• [Provided passage]:
--- --- ---

For those of you with a good memory, you will notice that this item is in fact already ticked off my Bucket List. I did snorkel many amazing reefs in the Maldives, but you will surely agree that snorkelling the Great Barrier Reef deserves a double tick!
Setting sail at 8.30am on a very nice boat we were provided with tea and coffee and entertained by the fabulous crew. After an hour or so we moored at the first outer reef approximately 70km offshore.
As we have now entered the season for jelly fish we had the option to hire stinger suits. Now if there was a jelly fish I am pretty sure I would be the one it hunted down! So I paid $10 for the protection. I put on my mask and fins and waited for my turn to jump in. I was most excited. I prepared my mask and snorkel perfectly so that I didn’t have any issues once in the water and then I jumped in. I started swimming amongst the huge colourful fish and this would have worried me in the past but I just swam along with them, taking in the abundant colourful marine life. The sea was so calm and not too cold and the visibility was amazing, unfortunately the coral was slightly disappointing. Most of the reef was dead and so the once colourful coral was a bit dull. The coral in the Maldives were actually so much nicer.
We returned to the boat for a very tasty BBQ lunch and set sail for the next reef. This reef was much better with bigger more colourful fish, I even saw a Barracuda which was quite possibly the same size as me, masses of superb coral formations of all shapes and sizes and a lot more colour. The deep drops off the coral walls would normally panic me but I was loving every minute of it gliding over the deep drops and searching for weird and wonderful fish in the cave like holes, floating above the shallow coral with the fish poking there heads at me a few inches from my face.
All in all an amazing day.
150,000IDR airport tax, 2 flights and 10 hours later I touched down in Cairns, Australia. I had pre-booked a hostel called Nomads Serpent and they provided free airport pick up which was a great start. Because Australia is quite expensive for a backpacker, a lot of hostels seem to help with that issue in small ways. For example the hostel Nomads offers free airport transfers, free bus to and from town every hour, free bus to the Reef Terminal once every morning, a kitchen so you can cook your own food, the choice of a $3 meal every night, (usually a pasta or rice dish, never any meat) and lots of activities in the hostel. It does mean that people do not venture out as much, as they have so much comfort in the hostel, but for gap year travellers it’s a good set up.
My first night in Cairns was spent with a group of girls I was sharing a dorm with and we purchased our ‘goon’ (cheap box wine) and stayed in playing drinking games. The next day I explored by taking a long walk into town along the coastline. Unfortunately the beach is not the sort you can sunbathe on and you certainly cannot swim in the sea as Crocodiles inhabit the area. There was however a huge free outdoor swimming pool, also known as the lagoon.

--- --- ---

• [Written exercise A]: Filter the rows, copying each line that contains the string "crest". Matching is case-sensitive.
The travel blog and the rows are unrelated to one another.

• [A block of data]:
--- --- ---

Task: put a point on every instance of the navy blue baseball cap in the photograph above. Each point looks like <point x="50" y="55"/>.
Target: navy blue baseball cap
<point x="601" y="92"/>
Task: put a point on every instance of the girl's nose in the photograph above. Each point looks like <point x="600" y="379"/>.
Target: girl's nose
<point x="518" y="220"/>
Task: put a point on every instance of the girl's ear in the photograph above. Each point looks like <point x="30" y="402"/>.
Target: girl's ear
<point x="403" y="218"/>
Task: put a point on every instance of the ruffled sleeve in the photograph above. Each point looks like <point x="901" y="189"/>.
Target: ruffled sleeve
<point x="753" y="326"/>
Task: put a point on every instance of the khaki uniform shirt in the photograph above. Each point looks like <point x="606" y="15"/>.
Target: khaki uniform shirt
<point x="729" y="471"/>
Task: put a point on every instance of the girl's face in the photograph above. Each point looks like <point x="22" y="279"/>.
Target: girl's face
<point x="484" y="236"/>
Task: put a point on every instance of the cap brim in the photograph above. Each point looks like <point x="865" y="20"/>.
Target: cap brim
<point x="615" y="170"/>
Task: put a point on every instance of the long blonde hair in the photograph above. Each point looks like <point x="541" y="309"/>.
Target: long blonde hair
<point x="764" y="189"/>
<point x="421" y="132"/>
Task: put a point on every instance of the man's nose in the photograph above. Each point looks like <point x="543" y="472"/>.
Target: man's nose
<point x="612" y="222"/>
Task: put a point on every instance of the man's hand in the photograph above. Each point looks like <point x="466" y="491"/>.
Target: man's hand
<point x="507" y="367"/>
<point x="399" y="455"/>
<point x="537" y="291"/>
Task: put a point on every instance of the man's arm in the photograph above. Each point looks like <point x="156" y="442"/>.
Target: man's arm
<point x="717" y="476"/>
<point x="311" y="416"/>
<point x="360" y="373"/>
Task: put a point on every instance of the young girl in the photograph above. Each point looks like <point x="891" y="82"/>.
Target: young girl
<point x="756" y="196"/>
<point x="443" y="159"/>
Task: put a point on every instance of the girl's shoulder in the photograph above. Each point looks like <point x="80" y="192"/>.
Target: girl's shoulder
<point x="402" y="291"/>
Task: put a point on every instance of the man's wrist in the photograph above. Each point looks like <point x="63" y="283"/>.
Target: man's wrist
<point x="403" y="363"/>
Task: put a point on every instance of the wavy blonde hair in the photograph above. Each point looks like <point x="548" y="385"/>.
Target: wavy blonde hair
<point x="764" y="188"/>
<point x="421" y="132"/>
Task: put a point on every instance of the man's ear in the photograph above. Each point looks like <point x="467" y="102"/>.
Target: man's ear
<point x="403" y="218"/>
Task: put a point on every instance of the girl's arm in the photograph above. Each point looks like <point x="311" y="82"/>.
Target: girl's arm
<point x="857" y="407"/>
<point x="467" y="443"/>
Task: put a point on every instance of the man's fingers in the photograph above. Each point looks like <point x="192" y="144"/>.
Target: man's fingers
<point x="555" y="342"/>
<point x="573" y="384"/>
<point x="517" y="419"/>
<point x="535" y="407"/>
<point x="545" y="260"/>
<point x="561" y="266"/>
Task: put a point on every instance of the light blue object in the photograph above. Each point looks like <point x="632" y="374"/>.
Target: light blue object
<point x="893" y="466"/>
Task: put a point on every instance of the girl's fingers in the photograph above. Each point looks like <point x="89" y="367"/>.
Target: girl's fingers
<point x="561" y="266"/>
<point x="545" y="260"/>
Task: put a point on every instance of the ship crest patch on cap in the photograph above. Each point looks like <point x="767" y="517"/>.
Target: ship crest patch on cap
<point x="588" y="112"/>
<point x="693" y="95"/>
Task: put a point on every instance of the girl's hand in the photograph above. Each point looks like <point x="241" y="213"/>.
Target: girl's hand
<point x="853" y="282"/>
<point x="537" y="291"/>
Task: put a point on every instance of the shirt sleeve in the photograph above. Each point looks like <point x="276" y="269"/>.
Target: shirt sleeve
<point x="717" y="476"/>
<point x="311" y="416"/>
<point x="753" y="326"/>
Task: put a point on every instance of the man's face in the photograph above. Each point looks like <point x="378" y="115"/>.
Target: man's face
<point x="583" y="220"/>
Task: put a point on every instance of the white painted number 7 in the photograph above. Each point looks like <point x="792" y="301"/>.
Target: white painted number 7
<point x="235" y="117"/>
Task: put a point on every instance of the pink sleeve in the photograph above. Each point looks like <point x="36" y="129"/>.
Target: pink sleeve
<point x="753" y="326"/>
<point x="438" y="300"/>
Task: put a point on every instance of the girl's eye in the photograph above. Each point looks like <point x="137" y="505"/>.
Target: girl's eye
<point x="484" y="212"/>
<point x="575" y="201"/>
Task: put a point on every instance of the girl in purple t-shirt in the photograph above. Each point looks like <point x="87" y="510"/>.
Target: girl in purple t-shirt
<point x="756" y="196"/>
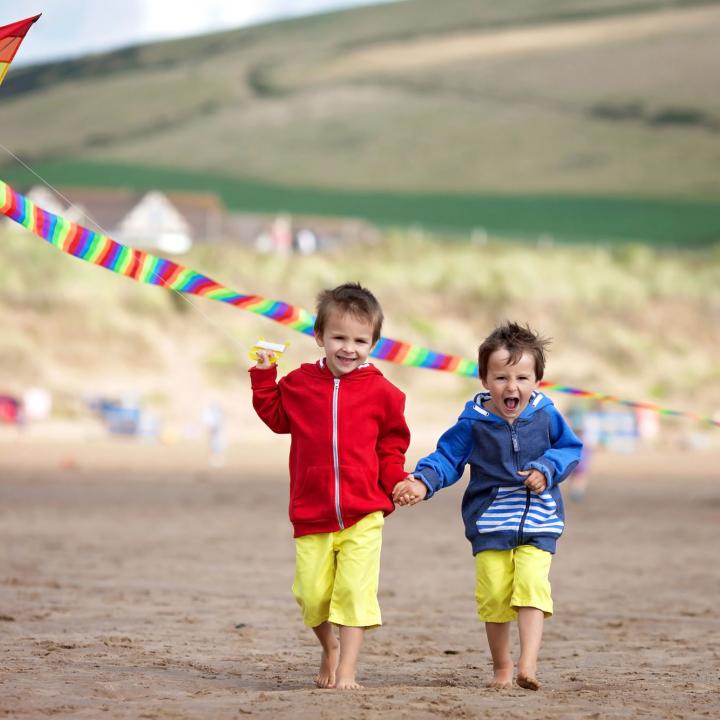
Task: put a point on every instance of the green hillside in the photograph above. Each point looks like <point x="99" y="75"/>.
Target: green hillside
<point x="580" y="120"/>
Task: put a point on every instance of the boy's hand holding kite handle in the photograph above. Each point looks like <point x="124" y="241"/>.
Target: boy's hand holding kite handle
<point x="266" y="354"/>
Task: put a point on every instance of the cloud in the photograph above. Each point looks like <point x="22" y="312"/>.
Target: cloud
<point x="69" y="28"/>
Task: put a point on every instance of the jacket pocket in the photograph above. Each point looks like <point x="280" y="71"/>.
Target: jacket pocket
<point x="543" y="517"/>
<point x="312" y="495"/>
<point x="360" y="493"/>
<point x="505" y="512"/>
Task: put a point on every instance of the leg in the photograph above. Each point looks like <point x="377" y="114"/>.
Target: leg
<point x="494" y="570"/>
<point x="499" y="642"/>
<point x="314" y="575"/>
<point x="329" y="658"/>
<point x="533" y="601"/>
<point x="354" y="606"/>
<point x="530" y="624"/>
<point x="350" y="643"/>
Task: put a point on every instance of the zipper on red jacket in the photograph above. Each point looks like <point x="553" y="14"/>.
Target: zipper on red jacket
<point x="336" y="459"/>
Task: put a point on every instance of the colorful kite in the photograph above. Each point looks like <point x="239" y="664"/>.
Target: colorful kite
<point x="10" y="38"/>
<point x="143" y="267"/>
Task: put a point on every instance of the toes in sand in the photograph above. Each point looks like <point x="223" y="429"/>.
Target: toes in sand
<point x="326" y="676"/>
<point x="529" y="682"/>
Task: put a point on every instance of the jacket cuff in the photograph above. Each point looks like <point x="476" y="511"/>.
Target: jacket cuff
<point x="418" y="475"/>
<point x="544" y="469"/>
<point x="263" y="378"/>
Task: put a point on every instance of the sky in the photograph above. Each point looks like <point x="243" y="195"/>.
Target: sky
<point x="70" y="28"/>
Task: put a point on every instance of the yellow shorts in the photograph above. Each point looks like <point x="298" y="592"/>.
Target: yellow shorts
<point x="337" y="574"/>
<point x="510" y="579"/>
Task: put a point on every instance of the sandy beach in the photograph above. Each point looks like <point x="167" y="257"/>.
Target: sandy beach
<point x="137" y="582"/>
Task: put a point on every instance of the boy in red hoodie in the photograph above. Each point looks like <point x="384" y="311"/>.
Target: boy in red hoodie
<point x="348" y="439"/>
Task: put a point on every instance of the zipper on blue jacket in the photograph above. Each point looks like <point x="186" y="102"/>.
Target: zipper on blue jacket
<point x="336" y="459"/>
<point x="516" y="454"/>
<point x="516" y="445"/>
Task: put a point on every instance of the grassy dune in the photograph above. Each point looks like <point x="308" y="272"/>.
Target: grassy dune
<point x="631" y="321"/>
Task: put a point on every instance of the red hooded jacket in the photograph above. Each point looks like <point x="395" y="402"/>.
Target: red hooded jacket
<point x="348" y="439"/>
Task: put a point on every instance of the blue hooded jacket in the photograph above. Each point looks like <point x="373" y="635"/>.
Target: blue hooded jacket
<point x="499" y="512"/>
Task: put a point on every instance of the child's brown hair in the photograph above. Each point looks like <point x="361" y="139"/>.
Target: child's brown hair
<point x="516" y="339"/>
<point x="349" y="298"/>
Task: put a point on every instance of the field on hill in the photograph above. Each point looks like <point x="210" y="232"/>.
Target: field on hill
<point x="451" y="115"/>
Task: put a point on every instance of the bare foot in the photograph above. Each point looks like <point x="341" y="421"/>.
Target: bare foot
<point x="502" y="678"/>
<point x="328" y="663"/>
<point x="528" y="681"/>
<point x="348" y="683"/>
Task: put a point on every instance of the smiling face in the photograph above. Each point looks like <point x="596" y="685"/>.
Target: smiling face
<point x="347" y="340"/>
<point x="510" y="386"/>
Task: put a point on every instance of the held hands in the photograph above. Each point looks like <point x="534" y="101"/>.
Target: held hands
<point x="409" y="491"/>
<point x="534" y="480"/>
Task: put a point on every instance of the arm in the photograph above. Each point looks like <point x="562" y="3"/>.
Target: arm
<point x="393" y="444"/>
<point x="266" y="397"/>
<point x="446" y="465"/>
<point x="557" y="462"/>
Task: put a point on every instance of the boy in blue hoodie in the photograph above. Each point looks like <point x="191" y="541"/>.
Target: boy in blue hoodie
<point x="519" y="449"/>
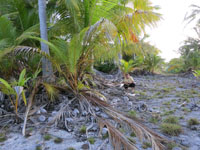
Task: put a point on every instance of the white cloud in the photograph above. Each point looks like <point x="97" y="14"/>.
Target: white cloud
<point x="171" y="31"/>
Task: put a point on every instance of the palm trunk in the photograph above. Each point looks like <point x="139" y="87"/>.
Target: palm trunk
<point x="47" y="69"/>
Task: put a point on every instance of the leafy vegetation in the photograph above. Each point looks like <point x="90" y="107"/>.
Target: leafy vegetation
<point x="171" y="129"/>
<point x="193" y="121"/>
<point x="82" y="35"/>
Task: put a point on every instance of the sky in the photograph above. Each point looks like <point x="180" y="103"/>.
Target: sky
<point x="171" y="31"/>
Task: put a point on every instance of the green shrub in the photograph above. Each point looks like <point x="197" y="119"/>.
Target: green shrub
<point x="71" y="148"/>
<point x="106" y="66"/>
<point x="146" y="145"/>
<point x="58" y="140"/>
<point x="91" y="140"/>
<point x="171" y="145"/>
<point x="47" y="137"/>
<point x="2" y="137"/>
<point x="171" y="129"/>
<point x="193" y="121"/>
<point x="171" y="119"/>
<point x="83" y="129"/>
<point x="132" y="114"/>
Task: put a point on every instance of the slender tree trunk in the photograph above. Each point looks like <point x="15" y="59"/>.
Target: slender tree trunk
<point x="47" y="69"/>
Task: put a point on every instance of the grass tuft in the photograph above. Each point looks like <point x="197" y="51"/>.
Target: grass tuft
<point x="91" y="140"/>
<point x="171" y="129"/>
<point x="2" y="137"/>
<point x="146" y="145"/>
<point x="171" y="119"/>
<point x="58" y="140"/>
<point x="47" y="137"/>
<point x="83" y="129"/>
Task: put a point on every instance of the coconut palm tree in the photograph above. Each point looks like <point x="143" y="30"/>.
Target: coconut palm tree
<point x="46" y="64"/>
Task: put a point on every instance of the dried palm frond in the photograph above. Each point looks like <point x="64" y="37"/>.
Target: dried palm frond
<point x="117" y="138"/>
<point x="141" y="131"/>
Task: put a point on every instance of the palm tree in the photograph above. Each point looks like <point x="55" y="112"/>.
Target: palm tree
<point x="46" y="64"/>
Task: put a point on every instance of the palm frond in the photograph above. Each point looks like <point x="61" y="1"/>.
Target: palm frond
<point x="139" y="129"/>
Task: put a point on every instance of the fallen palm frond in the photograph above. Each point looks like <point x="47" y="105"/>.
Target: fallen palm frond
<point x="141" y="131"/>
<point x="117" y="137"/>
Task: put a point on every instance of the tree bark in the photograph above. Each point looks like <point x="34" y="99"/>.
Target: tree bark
<point x="47" y="69"/>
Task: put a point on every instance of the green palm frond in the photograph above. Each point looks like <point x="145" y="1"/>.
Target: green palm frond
<point x="51" y="91"/>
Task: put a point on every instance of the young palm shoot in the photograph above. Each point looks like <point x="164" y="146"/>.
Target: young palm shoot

--- --- ---

• [Written exercise B]: Translate this sentence from the travel blog into Spanish: "We returned to the boat for a very tasty BBQ lunch and set sail for the next reef."

• [Written response A]:
Task: put a point on every instance of the ship crest patch on cap in the photograph above. Each point looks like <point x="767" y="517"/>.
Target: ship crest patch on cap

• [Written response B]: Regresamos al barco para un almuerzo de barbacoa muy sabroso y zarpamos hacia el siguiente arrecife.